__The problem__. Arrange the lines of the items starting at the line that contains "In which part of the frame is the snow on" and ending at the line that contains "[4,339,672,641]" as a JSON list of strings, one string per line, with blank lines left out. Include only those lines.
**** Provided material ****
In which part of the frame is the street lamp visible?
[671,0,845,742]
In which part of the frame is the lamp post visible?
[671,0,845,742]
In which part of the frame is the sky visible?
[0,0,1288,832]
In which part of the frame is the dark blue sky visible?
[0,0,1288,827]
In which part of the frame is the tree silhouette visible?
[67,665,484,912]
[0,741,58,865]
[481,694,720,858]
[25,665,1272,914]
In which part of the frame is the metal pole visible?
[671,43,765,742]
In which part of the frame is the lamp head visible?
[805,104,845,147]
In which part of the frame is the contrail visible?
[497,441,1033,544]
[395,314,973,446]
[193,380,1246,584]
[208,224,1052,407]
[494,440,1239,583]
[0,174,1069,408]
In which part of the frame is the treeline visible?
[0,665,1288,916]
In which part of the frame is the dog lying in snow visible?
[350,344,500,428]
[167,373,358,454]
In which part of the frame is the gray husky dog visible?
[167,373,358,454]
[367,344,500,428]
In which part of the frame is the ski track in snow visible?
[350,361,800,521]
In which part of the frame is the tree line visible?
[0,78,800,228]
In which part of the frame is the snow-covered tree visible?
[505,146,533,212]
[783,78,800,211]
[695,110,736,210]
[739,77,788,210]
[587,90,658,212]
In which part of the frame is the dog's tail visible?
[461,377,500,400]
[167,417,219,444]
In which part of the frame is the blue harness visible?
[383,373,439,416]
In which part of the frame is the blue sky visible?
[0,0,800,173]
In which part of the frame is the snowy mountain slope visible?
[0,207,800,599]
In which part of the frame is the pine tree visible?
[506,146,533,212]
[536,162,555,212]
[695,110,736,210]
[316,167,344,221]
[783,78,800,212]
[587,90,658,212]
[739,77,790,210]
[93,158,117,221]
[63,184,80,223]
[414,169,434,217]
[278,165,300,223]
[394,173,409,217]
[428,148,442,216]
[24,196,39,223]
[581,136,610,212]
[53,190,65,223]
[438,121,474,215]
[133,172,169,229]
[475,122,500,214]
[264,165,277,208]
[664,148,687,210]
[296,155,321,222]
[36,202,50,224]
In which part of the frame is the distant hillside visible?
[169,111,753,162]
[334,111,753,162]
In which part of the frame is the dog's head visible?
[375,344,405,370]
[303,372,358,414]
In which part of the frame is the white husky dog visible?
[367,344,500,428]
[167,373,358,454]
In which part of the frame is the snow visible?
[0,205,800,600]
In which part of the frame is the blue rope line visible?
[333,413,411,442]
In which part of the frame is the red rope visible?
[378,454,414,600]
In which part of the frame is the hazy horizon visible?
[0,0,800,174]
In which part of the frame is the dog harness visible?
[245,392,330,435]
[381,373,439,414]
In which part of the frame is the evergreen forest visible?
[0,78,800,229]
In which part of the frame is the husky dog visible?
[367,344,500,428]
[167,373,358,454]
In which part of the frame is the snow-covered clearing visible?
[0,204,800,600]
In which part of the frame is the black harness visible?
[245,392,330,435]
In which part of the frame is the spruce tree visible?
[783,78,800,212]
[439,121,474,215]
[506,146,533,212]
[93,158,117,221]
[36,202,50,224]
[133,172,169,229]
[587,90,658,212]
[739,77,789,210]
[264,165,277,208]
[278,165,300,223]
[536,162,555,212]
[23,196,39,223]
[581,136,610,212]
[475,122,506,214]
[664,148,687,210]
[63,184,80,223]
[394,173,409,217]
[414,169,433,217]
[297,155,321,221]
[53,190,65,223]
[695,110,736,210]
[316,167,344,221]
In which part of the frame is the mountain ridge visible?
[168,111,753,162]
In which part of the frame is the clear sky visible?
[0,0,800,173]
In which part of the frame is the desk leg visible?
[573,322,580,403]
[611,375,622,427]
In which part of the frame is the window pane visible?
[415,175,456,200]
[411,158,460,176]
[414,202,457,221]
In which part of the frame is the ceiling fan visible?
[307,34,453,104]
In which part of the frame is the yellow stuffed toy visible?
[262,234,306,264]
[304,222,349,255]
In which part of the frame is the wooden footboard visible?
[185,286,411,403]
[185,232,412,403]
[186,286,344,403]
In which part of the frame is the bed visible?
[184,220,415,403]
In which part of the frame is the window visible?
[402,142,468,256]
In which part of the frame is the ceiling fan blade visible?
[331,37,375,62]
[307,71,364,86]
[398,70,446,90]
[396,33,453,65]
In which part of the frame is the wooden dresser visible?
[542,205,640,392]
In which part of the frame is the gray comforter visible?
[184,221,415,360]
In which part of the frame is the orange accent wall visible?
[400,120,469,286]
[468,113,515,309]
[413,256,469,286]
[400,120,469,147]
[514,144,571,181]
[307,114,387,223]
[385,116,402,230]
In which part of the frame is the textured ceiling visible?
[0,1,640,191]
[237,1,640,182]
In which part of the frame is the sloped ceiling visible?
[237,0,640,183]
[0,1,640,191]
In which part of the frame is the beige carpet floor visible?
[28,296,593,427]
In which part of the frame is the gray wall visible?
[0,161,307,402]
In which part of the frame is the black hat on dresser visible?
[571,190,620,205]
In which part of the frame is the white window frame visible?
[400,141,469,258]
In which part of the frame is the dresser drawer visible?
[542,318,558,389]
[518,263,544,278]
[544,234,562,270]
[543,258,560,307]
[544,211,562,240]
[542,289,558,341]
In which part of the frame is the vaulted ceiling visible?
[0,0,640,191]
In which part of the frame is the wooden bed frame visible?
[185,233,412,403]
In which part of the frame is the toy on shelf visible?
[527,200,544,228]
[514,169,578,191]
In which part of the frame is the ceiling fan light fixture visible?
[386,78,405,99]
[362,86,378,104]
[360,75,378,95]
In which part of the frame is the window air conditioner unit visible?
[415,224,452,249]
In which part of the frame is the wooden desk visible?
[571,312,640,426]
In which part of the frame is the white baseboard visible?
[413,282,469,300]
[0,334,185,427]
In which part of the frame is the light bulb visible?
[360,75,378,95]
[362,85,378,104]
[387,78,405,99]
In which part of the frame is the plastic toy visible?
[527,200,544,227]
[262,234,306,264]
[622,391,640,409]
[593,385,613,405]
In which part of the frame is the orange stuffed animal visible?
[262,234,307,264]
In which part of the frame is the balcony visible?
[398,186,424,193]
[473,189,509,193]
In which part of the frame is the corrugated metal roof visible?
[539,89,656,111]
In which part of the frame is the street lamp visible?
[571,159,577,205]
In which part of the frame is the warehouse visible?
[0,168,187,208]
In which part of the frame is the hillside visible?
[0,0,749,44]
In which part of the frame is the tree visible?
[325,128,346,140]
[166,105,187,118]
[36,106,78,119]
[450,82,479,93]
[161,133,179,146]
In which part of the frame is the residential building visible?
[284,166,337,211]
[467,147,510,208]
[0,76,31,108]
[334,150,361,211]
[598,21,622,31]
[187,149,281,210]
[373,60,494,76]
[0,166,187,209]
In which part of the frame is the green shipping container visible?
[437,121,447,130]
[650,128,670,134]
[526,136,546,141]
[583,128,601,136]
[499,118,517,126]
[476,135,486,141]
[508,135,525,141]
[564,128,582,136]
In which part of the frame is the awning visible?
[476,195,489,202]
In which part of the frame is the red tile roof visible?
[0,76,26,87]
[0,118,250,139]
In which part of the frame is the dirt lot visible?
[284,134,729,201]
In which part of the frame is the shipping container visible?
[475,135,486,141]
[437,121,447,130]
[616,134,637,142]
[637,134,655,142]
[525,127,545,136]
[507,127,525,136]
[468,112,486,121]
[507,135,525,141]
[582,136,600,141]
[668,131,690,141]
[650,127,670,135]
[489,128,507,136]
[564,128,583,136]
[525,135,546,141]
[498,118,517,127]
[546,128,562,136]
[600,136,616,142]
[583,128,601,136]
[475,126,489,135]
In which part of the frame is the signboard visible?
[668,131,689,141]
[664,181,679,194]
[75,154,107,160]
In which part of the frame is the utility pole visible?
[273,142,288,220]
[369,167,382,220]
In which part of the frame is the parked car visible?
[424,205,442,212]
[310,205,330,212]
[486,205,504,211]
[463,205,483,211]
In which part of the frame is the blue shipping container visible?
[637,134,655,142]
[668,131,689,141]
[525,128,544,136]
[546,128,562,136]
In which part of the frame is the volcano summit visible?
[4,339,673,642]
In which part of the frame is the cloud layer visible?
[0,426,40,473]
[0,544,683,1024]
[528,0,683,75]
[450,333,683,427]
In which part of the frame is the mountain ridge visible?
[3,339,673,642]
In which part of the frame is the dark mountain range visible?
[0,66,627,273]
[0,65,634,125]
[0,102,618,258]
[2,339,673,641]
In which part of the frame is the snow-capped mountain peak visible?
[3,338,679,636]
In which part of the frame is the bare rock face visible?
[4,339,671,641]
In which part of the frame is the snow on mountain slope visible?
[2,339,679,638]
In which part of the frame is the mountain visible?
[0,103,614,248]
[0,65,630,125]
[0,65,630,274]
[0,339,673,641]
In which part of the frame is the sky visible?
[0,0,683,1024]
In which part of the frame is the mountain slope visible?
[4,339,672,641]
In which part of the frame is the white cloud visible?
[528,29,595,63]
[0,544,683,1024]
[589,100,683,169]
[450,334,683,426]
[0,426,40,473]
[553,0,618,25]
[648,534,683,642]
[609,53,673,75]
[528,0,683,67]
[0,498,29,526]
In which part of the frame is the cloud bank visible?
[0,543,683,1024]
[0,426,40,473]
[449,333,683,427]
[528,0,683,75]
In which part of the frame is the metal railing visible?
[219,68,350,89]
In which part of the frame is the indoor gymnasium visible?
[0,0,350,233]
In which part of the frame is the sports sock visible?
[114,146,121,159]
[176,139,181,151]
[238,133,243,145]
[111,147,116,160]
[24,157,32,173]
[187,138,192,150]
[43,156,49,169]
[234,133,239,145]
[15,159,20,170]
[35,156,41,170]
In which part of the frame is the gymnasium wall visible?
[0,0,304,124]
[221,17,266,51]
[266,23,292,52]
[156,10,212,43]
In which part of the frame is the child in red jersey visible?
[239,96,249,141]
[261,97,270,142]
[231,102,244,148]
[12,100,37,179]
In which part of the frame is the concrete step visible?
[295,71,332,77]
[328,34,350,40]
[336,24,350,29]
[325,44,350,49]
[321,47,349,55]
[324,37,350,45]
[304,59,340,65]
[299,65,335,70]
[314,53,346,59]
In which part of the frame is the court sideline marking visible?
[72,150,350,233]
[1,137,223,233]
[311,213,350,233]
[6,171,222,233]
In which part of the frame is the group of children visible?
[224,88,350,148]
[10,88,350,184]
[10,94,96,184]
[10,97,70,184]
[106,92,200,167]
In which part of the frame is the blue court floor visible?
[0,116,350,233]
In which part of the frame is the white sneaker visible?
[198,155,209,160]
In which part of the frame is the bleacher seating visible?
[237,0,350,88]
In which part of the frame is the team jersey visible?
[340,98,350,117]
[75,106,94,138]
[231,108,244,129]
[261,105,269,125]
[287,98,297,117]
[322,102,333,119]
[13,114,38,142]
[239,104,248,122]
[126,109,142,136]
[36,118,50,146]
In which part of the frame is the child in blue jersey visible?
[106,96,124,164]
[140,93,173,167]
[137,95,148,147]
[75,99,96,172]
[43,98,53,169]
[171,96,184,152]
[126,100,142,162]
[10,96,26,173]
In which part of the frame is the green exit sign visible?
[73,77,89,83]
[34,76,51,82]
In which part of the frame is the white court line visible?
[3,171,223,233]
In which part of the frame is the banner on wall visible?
****
__Written solution__.
[
  "In which part of the frame is the snow on mountain slope visible?",
  "[2,339,679,638]",
  "In which part of the frame is the mountain visible?",
  "[0,103,614,248]",
  "[0,65,630,125]",
  "[0,65,630,274]",
  "[0,339,673,641]",
  "In which part of the frame is the sky visible?",
  "[0,0,683,1024]",
  "In which part of the frame is the mountain slope visible?",
  "[4,339,672,641]"
]